Exercise requirements
Are you able to quote each entry exactly as written?

Data for processing
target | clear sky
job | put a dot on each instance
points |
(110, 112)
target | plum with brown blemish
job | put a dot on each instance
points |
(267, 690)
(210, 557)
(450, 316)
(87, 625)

Complete output
target | clear sky
job | put a dot on each instance
points |
(110, 112)
target | plum with brown blemish
job | put a dot on each instance
points |
(267, 690)
(210, 557)
(450, 316)
(87, 625)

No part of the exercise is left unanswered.